Dataset entries:
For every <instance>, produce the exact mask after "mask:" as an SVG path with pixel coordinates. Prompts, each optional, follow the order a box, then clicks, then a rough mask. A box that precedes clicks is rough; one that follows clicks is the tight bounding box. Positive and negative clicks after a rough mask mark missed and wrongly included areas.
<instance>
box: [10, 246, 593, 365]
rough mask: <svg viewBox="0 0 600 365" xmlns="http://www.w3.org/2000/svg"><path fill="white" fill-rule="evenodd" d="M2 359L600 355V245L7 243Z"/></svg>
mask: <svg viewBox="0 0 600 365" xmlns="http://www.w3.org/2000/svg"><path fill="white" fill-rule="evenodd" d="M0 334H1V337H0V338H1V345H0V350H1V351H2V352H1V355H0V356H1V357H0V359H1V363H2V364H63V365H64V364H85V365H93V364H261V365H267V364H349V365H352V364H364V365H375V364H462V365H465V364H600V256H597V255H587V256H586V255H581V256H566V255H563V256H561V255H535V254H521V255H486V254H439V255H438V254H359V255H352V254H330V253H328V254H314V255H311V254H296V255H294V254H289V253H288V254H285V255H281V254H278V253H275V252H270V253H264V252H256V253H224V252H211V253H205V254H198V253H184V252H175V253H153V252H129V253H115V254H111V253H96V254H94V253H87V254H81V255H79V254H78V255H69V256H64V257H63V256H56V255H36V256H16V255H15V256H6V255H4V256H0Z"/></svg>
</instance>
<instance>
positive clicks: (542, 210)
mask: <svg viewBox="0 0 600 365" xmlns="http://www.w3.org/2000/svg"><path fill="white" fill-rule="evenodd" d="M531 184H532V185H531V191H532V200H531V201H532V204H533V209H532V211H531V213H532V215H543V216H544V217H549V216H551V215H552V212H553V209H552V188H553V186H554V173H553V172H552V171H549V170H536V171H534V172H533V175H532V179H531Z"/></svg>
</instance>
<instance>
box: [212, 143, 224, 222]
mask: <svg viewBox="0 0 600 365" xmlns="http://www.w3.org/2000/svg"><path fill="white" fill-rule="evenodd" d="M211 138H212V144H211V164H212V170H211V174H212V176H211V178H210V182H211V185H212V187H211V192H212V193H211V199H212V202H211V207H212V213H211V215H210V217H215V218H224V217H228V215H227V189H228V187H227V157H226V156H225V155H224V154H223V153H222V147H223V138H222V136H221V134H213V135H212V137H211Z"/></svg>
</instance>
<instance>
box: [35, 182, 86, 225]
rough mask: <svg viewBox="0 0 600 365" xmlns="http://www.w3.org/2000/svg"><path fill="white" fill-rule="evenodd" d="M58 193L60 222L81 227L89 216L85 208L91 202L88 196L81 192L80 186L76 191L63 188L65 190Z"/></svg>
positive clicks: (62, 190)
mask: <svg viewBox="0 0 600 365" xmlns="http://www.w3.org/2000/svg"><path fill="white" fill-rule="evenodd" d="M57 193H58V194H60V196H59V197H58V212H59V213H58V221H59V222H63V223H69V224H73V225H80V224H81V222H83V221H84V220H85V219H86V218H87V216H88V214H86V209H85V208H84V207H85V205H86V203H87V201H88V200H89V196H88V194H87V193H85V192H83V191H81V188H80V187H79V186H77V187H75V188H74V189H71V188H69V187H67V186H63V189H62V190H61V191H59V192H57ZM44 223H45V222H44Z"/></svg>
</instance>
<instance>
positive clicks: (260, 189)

**WHAT THIS TASK INVOLVES**
The reply must repeat all of the records precisely.

**THE ANSWER**
For every <instance>, produce the exact mask after "mask:" as an SVG path with pixel coordinates. Prompts, each optional, follow the order a box, then clicks, then a rough mask. A box that precedes clicks is rough; one that follows clicks is the tight bounding box. Positive and negative clicks after a rough mask mark missed and wrongly included areas.
<instance>
box: [10, 246, 593, 365]
rough mask: <svg viewBox="0 0 600 365" xmlns="http://www.w3.org/2000/svg"><path fill="white" fill-rule="evenodd" d="M2 359L600 355V245L7 243Z"/></svg>
mask: <svg viewBox="0 0 600 365" xmlns="http://www.w3.org/2000/svg"><path fill="white" fill-rule="evenodd" d="M0 334H1V337H0V338H1V345H0V350H1V351H2V352H1V355H0V356H1V357H0V359H1V363H2V364H63V365H64V364H85V365H93V364H261V365H267V364H349V365H352V364H364V365H375V364H462V365H465V364H600V256H597V255H587V256H586V255H581V256H566V255H563V256H561V255H535V254H521V255H486V254H439V255H438V254H359V255H352V254H330V253H328V254H314V255H311V254H296V255H294V254H289V253H288V254H285V255H281V254H278V253H275V252H270V253H264V252H256V253H224V252H211V253H205V254H198V253H184V252H175V253H153V252H129V253H115V254H111V253H96V254H94V253H87V254H81V255H79V254H78V255H69V256H64V257H63V256H56V255H36V256H16V255H15V256H6V255H4V256H0Z"/></svg>
</instance>
<instance>
positive clicks: (542, 210)
mask: <svg viewBox="0 0 600 365" xmlns="http://www.w3.org/2000/svg"><path fill="white" fill-rule="evenodd" d="M531 184H532V185H531V191H532V200H531V201H532V204H533V209H532V211H531V213H532V215H543V216H544V217H549V216H551V215H552V212H553V209H552V188H553V186H554V173H553V172H552V171H549V170H536V171H534V172H533V175H532V179H531Z"/></svg>
</instance>
<instance>
box: [212, 143, 224, 222]
mask: <svg viewBox="0 0 600 365" xmlns="http://www.w3.org/2000/svg"><path fill="white" fill-rule="evenodd" d="M211 138H212V144H211V164H212V170H211V174H212V176H211V178H210V182H211V185H212V187H211V192H212V193H211V199H212V202H211V207H212V213H211V215H210V217H215V218H224V217H228V215H227V189H228V187H227V157H226V156H225V155H224V154H223V153H222V147H223V138H222V136H221V134H213V135H212V137H211Z"/></svg>
</instance>
<instance>
box: [35, 182, 86, 225]
rough mask: <svg viewBox="0 0 600 365" xmlns="http://www.w3.org/2000/svg"><path fill="white" fill-rule="evenodd" d="M58 193L60 222L81 227L89 216L85 208L91 202L88 196L81 192L80 186L76 191L63 188L65 190Z"/></svg>
positive clicks: (62, 190)
mask: <svg viewBox="0 0 600 365" xmlns="http://www.w3.org/2000/svg"><path fill="white" fill-rule="evenodd" d="M57 193H58V194H60V196H59V197H58V212H59V213H58V221H59V222H63V223H69V224H73V225H80V224H81V222H83V221H84V220H85V219H86V218H87V216H88V214H86V209H85V208H84V207H85V205H86V203H87V201H88V200H89V196H88V194H87V193H85V192H83V191H81V188H80V187H79V186H77V187H75V188H74V189H71V188H69V187H67V186H63V189H62V190H61V191H59V192H57ZM44 223H45V222H44Z"/></svg>
</instance>
<instance>
positive clicks: (260, 189)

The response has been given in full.